### REQUIRED ACTION 1:
Duplicate the passage of the judge biography from "Judge Massiah-Jackson presided" up to and including "and Business Law.", with no changes.
### REQUIRED ACTION 2:
Pick up the biography of Frederica Anne Massiah-Jackson where it stops and carry it forward.

### GIVEN TEXT:
-------------------------
Frederica Anne Massiah-Jackson (November 10, 1950 – August 27, 2025) was an American judge who served on the Philadelphia County Court of Common Pleas. She was elected President Judge of that court in 2000 and served in that role until 2006.

==Life and career==
Massiah-Jackson was born in Philadelphia on November 10, 1950. She graduated from the Philadelphia High School for Girls in three years at the age of 16. She also graduated from Chestnut Hill College in three years and the University of Pennsylvania Law School in 1974 at the age of 23.

Following law school, she was a law clerk for Pennsylvania Supreme Court Justice Robert N.C. Nix, Jr. who later became Chief Justice of that court. She joined the Philadelphia firm Blank Rome Comisky & McCauley in 1976 and stayed with the firm until her election to the bench in 1983.

Judge Massiah-Jackson presided over medical malpractice and products liability cases, complex commercial litigation and personal injury matters. She also worked with the Senate of Pennsylvania as Chief Counsel for the Senate Insurance and Business Committee. Judge Massiah-Jackson was a Lecturer at the Wharton School of the University of Pennsylvania from 1992 to 2002, where she taught Legal Studies and Business Law.

==Nomination to the Federal Bench==
On July 31, 1997, President Bill Clinton nominated her to be a judge of the United States District Court for the Eastern District of Pennsylvania. She failed to provide timely information to the Committee on the Judiciary. Her nomination was opposed by conservatives (such as editors at National Review and Ann Coulter) and law enforcement agencies, including the Fraternal Order of Police and National Association of Police Organizations. These groups charged that she was biased against whites and law enforcement agents, lacked a judicial temperament, and gave extraordinarily lenient sentences. Her proponents charged that these accusations were mainly fueled by right-wing politics and racism. On March 16, 1998, the day before the scheduled United States Senate vote on her nomination, the nomination was withdrawn.
-------------------------
### RECORDS:
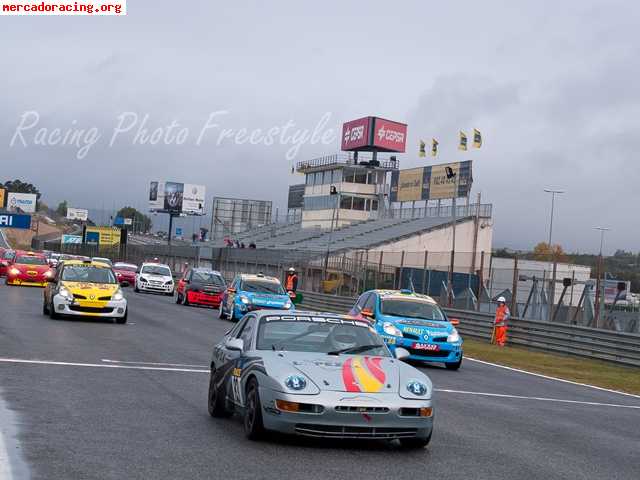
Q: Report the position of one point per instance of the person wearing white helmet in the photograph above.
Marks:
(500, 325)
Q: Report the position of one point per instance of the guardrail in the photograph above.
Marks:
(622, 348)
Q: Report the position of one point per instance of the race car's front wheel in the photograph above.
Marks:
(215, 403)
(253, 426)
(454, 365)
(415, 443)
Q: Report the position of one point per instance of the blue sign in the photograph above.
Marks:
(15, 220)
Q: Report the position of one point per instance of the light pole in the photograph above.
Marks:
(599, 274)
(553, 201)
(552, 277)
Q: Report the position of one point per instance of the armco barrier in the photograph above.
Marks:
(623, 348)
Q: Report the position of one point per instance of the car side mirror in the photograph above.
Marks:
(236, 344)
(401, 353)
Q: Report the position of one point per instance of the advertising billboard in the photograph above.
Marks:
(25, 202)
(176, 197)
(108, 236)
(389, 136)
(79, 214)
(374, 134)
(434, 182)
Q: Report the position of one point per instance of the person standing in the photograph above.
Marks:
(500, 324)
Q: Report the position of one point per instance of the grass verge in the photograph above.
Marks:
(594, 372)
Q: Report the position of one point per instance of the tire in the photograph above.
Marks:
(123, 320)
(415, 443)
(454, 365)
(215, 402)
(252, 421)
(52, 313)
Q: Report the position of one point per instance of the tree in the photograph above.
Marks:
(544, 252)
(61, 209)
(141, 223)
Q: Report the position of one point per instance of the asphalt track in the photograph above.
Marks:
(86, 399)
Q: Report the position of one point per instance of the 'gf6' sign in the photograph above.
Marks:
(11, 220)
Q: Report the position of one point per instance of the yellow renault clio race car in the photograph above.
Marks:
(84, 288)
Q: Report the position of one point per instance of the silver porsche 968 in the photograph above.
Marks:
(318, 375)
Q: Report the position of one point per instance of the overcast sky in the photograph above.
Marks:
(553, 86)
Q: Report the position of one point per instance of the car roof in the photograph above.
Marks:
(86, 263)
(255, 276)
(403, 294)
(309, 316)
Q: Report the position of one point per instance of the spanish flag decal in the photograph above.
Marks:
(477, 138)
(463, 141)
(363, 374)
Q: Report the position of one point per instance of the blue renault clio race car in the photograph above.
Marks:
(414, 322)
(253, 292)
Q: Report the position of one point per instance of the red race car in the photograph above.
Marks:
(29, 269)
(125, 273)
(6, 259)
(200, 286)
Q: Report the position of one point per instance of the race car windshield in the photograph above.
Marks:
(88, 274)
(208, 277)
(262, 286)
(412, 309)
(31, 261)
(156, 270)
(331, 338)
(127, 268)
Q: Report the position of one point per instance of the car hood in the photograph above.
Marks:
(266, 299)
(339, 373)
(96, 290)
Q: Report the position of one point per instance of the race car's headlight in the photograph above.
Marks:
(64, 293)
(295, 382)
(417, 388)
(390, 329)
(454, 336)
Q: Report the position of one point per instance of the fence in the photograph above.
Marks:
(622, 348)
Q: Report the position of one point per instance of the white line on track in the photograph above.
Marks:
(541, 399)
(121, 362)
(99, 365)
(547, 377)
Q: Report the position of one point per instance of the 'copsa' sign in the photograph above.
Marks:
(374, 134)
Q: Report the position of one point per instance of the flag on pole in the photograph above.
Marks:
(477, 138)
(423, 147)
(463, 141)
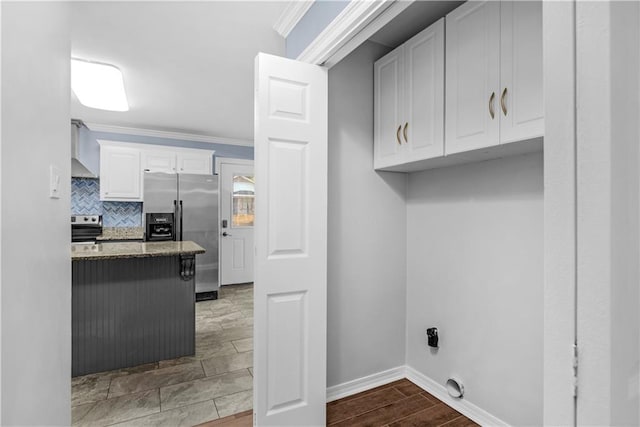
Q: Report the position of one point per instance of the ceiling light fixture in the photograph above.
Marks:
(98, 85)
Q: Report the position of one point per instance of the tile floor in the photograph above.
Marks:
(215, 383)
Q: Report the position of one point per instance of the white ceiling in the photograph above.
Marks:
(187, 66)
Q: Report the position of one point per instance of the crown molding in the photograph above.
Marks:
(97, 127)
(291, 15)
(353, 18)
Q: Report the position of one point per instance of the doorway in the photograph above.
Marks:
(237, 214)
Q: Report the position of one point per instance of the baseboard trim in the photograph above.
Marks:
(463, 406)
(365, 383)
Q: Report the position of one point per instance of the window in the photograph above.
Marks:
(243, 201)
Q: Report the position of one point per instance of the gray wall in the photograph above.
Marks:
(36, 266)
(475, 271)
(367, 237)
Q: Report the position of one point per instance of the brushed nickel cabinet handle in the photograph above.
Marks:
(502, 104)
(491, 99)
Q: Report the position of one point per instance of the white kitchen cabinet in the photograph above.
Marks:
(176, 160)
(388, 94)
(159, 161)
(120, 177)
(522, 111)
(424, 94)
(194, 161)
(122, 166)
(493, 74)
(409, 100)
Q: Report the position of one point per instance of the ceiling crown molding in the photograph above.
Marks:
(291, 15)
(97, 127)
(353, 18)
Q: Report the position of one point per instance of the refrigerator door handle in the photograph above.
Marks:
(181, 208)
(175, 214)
-------------------------
### REPLY 1:
Judge Massiah-Jackson presided over medical malpractice and products liability cases, complex commercial litigation and personal injury matters. She also worked with the Senate of Pennsylvania as Chief Counsel for the Senate Insurance and Business Committee. Judge Massiah-Jackson was a Lecturer at the Wharton School of the University of Pennsylvania from 1992 to 2002, where she taught Legal Studies and Business Law.

### REPLY 2:
==Tenure as President Judge==
During her years as President Judge (2001–2006), the First Judicial District administered justice with a $110 million overall budget, 2500 employees and 130 judges. Among many projects, the President Judge Emerita coordinated court employee appreciation events, increased the pay rates for court-appointed counsel fees, signed a Mitigation Protocol for representation in death penalty cases, opened the First Judicial District Information Center, expanded the District's Judicial Education initiatives, and implemented programs to promote race and gender fairness within the District's courtrooms.

In 2011, Philadelphia's Mural Arts program partnered with Universal Companies to include the judge on a mural entitled "The Faces That Shape Us". Judge Massiah-Jackson received the 2010 NAACP's Cecil B. Moore Award. In 2007, the judge's portrait was presented to the courts and has been hung in the Ceremonial Courtroom of the Philadelphia City Hall. In 2006, she was chosen by the Pennsylvania Commission for Women as one of 50 women of color role models profiled in the book Voices. In 2005, she co-hosted Philadelphia's first Urban Courts Conference. She sat on the boards of the Philadelphia Center for Literacy, Scribe Video Center, and Eagleville Hospital in Montgomery County, Pennsylvania, and was a member of the Forum of Executive Women. She was a member and Past President of the Delaware Valley, Pa. chapter of The LINKS, Incorporated, and was a member of Alpha Kappa Alpha sorority. Judge Massiah-Jackson has received numerous awards and recognitions of service.

In November 2020, Judge Massiah-Jackson announced that she would retire from the Court of Common Pleas in January 2021.

==Personal life and death==
Massiah-Jackson was the mother of Dr. Julia L. Jackson and Thomas H. Jackson, IV.

Massiah-Jackson died in Virginia on August 27, 2025, at the age of 74.